> **Given text**
[Start of section]
I am rather surprised that, with all the experience of local government on these Benches here, only the noble Lord, Lord Underhill, and myself have volunteered to come forward to speak in this debate. Probably my noble friend Lord Underhill is less of a volunteer than I am, because he is our Front Bench spokesman.

Lord Boyd-Carpenter

He is a conscript.

Lord Houghton of Sowerby

My Lords, I have never disagreed more with our Front Bench spokesman than I have disagreed with him this afternoon. Indeed, we have some curious alliances going on here today. When my noble friend is taken to the bosom of the noble Lord, Lord Boyd-Carpenter, and embraced by the noble Lord, Lord Thorneycroft, I begin to think there is something wrong somewhere. I do not propose to be embraced by anybody except the noble Lord, Lord Holderness, with whom I find myself in such warm agreement.
[End of section]
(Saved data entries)
[Start of section]
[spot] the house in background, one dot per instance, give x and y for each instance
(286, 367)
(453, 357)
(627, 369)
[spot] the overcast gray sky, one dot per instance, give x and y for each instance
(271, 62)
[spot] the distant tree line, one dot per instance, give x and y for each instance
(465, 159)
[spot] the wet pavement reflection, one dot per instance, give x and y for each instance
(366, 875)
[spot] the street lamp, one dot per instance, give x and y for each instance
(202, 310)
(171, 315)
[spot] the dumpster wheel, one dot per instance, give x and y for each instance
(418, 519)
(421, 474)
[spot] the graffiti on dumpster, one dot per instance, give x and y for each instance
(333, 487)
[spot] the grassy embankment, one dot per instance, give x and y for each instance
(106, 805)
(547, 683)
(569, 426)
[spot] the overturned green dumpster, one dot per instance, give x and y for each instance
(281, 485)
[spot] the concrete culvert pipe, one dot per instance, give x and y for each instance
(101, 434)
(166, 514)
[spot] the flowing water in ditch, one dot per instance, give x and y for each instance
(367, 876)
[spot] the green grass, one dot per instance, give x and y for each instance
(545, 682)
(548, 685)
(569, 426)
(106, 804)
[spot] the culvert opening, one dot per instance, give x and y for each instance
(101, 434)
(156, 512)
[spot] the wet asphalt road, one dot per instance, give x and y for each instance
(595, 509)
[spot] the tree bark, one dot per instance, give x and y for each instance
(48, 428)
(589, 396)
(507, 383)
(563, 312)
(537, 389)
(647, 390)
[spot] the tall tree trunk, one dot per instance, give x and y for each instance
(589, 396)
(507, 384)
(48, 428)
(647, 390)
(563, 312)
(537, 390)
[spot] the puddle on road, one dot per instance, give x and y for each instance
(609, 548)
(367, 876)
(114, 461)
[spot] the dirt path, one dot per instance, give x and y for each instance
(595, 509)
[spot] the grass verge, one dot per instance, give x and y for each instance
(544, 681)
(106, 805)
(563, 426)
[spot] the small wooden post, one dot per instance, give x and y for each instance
[End of section]
> **Aim of the exercise**
In the debate excerpt, what role does Lord Underhill hold? The records were taken from a different source than the debate excerpt.

> **Exercise answer**
He is the Front Bench spokesman.